(Text)
= = = = =
Improved management of P. vivax malaria
What is this project?
This project takes a multifaceted approach to diagnostic solutions that are urgently needed for Plasmodium vivax malaria. It is enabling the development of future P. vivax tests by identifying serological (blood) markers that can indicate if a person has been infected with the parasite even if no clinical symptoms are present; informing WHO prequalification of new RDTs with improved sensitivity for both P. falciparum and P. vivax; and supporting the challenging implementation of a new “radical cure” drug that can eliminate P. vivax with a single dose.
Why are we working on it?
P. vivax represents the most frequent cause of malaria outside of Africa. Unlike most of the other malaria parasites, it can hide in the liver, lying dormant (in hypnozoite form) until it activates a relapse. This makes it a particularly challenging parasite to identify – and therefore eliminate.
RDTs that can be used for the rapid diagnosis of P. vivax infections are a key element of any disease elimination plan, and the cornerstone of diagnosis in primary care settings. Because P. vivax can also be hard to find even outside the liver – even more so in certain populations, such as pregnant women – the diagnostics for the job need to be especially sensitive. As part of our broader improved RDT project, we are supporting the development of a new RDT combination test to detect both P. falciparum and P. vivax, with 10 times more sensitivity than current tests. We are working with the developer to move this test swiftly through clinical performance evaluation, to accelerate patient access.
= = = = =
(Exercise directions) List every activity that the P. vivax malaria text, under "What is this project?", says the project is carrying out.
= = = = =
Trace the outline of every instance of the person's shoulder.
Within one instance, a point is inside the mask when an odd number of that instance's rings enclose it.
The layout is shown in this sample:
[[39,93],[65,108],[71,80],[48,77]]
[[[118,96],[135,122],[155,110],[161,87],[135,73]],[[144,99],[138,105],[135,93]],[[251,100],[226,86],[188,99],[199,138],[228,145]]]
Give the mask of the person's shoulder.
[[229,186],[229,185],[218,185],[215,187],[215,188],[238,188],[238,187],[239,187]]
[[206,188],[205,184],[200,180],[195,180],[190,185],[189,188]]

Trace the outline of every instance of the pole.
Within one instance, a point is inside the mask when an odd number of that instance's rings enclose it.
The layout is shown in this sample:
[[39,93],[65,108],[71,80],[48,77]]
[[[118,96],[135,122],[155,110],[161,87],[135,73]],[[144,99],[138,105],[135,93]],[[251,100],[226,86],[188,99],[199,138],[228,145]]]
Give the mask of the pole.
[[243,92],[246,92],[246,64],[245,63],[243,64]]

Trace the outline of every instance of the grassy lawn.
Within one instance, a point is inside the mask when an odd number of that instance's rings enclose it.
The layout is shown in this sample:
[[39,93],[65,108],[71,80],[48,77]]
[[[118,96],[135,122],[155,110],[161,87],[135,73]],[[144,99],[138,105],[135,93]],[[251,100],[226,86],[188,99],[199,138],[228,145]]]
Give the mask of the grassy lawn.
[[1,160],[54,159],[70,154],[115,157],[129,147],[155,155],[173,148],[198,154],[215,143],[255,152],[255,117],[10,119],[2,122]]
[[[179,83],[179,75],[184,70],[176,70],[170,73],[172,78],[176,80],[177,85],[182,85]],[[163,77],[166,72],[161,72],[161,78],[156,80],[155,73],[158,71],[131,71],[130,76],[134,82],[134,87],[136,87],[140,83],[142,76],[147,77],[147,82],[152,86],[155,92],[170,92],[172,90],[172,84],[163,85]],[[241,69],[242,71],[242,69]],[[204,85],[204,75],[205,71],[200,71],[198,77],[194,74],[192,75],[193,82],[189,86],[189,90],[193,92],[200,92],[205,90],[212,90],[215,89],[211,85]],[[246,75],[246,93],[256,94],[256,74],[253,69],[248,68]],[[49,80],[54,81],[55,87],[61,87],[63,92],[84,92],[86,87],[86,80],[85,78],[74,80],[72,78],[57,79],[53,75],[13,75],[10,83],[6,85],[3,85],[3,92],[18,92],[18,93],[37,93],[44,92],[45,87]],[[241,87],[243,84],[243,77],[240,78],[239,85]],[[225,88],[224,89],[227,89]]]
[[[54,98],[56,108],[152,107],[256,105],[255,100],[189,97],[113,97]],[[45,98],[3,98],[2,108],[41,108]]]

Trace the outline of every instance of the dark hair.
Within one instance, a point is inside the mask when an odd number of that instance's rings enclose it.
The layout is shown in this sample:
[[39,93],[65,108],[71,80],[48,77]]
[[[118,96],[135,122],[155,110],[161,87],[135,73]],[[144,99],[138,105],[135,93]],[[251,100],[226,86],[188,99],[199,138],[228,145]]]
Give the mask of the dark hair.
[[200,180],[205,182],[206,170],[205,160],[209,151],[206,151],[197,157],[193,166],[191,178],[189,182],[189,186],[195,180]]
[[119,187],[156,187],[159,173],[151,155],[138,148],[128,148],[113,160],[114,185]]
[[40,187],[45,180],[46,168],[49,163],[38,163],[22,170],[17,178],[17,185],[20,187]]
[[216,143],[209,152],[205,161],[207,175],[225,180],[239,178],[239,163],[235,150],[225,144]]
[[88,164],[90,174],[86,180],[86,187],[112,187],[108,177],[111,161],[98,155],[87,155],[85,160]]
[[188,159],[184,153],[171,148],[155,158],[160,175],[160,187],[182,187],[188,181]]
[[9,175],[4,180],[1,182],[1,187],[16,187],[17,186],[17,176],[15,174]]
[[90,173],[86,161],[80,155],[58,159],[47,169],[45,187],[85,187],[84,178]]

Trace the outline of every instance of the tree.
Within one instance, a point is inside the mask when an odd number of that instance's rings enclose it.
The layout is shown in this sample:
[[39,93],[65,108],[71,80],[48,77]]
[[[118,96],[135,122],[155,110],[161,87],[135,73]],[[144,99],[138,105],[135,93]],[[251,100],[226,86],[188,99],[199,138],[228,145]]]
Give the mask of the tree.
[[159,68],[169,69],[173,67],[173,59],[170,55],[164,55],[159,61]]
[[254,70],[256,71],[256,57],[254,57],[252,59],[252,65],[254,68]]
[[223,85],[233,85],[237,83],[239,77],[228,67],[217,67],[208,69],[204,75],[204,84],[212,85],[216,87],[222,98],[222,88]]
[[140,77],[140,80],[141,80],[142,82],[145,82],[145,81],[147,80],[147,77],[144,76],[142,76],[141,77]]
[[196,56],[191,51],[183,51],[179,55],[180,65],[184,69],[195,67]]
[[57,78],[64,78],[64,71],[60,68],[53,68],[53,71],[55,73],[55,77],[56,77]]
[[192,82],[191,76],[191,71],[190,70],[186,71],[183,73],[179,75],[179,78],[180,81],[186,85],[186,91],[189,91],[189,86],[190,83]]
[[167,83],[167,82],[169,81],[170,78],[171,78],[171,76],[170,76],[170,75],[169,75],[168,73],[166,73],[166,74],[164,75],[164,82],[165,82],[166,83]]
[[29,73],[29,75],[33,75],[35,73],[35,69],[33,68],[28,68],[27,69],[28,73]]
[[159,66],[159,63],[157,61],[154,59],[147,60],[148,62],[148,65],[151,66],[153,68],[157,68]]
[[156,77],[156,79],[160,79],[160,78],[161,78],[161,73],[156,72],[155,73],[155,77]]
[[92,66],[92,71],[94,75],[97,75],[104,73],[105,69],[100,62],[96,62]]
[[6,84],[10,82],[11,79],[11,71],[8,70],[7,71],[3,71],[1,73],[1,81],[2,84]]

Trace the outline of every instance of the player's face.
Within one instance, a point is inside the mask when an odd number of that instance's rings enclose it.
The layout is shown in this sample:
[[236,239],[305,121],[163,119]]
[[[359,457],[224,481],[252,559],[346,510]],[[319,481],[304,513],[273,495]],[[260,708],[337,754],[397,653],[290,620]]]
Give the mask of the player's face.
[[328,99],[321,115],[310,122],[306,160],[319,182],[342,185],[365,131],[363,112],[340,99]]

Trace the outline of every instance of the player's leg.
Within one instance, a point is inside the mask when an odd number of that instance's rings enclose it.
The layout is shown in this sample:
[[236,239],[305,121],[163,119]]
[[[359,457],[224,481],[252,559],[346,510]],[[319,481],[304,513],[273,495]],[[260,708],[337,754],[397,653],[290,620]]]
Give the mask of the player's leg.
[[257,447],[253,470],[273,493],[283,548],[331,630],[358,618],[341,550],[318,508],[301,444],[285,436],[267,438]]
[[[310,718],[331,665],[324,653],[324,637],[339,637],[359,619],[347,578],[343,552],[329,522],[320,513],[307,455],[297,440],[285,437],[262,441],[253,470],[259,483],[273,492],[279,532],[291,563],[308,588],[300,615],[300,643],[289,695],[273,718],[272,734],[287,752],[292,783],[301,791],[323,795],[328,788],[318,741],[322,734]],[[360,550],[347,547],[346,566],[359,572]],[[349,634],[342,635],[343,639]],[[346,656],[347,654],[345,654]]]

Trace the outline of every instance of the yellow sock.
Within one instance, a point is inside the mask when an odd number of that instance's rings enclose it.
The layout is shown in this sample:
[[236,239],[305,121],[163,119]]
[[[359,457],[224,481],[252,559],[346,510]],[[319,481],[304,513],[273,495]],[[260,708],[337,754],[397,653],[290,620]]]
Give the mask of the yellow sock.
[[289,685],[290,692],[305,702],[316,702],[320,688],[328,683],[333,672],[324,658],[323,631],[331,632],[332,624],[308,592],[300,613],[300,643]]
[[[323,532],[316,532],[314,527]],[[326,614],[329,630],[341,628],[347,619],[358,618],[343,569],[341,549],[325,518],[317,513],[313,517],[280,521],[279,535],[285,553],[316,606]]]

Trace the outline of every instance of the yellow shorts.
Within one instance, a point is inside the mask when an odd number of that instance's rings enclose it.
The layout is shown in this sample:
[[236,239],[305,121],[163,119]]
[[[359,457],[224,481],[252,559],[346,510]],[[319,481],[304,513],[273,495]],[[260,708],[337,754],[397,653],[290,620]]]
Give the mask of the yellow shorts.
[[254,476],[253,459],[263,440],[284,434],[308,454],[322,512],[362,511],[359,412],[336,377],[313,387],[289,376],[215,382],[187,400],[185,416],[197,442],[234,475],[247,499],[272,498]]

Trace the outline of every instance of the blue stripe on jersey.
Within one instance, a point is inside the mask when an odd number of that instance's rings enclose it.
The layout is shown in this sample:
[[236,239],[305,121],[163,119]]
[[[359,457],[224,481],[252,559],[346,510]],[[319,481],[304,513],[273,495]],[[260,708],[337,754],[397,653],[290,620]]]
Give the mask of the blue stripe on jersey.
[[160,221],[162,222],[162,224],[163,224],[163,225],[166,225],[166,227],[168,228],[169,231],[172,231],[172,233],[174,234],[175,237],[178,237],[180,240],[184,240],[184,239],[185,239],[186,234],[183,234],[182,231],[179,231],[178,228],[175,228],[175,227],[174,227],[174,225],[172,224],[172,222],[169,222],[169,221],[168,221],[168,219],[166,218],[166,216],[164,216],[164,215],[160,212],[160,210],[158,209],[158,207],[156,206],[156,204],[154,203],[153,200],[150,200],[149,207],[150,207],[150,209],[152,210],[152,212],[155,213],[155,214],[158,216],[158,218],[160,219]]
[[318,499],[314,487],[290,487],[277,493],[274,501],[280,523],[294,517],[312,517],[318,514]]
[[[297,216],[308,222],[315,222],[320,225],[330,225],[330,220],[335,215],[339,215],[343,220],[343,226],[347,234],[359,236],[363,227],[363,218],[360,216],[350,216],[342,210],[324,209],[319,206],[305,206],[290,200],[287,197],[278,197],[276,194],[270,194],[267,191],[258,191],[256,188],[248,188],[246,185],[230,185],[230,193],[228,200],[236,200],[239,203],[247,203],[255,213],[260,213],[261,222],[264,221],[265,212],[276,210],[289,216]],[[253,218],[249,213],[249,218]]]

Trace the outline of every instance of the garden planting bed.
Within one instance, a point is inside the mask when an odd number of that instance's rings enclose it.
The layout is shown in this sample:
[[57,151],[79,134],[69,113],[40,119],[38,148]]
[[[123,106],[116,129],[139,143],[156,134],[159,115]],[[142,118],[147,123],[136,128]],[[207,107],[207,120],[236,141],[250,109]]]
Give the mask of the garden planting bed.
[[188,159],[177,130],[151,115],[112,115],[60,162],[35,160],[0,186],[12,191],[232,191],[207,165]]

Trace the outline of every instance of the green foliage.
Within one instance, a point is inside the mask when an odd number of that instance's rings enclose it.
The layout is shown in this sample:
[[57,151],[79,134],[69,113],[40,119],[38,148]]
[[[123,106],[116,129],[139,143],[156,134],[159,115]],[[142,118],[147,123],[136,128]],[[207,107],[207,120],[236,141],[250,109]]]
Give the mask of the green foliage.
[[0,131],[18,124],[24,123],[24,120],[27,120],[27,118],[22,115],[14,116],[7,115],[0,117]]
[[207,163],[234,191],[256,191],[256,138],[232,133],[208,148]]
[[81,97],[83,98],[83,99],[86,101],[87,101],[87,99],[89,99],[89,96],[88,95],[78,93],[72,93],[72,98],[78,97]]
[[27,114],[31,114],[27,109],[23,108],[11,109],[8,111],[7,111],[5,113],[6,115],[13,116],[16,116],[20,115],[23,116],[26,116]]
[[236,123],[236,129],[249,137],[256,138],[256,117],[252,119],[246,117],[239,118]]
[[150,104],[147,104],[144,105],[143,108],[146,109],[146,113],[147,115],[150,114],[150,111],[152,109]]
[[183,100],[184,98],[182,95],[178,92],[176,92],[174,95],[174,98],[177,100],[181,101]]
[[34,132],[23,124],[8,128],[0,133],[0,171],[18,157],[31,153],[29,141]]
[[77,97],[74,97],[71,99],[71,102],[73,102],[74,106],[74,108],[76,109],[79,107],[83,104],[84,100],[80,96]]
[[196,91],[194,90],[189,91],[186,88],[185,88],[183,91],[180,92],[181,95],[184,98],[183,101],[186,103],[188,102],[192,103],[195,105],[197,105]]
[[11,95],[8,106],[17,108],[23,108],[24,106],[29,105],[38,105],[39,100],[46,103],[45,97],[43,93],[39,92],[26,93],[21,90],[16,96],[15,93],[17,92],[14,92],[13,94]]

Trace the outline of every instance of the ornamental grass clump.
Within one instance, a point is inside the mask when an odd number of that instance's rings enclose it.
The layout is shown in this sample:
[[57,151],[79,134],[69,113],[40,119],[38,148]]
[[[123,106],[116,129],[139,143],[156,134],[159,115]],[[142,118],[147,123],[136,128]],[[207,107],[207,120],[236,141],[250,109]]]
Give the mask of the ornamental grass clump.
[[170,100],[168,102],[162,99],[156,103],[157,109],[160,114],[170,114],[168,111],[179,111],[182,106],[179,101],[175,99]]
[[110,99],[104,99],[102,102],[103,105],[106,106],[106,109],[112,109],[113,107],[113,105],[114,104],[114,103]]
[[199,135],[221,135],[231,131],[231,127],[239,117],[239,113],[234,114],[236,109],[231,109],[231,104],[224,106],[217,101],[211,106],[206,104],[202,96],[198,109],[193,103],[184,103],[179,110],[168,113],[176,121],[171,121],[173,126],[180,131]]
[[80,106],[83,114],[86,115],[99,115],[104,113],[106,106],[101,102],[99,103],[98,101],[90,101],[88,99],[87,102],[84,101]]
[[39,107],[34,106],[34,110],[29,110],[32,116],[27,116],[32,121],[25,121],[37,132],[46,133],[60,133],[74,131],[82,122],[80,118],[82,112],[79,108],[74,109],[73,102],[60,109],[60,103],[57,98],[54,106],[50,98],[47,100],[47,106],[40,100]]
= = = = =
(Expected answer)
- Enabling the development of future P. vivax tests by identifying serological (blood) markers that can indicate whether a person has been infected with the parasite, even if no clinical symptoms are present
- Informing WHO prequalification of new RDTs with improved sensitivity for both P. falciparum and P. vivax
- Supporting the challenging implementation of a new "radical cure" drug that can eliminate P. vivax with a single dose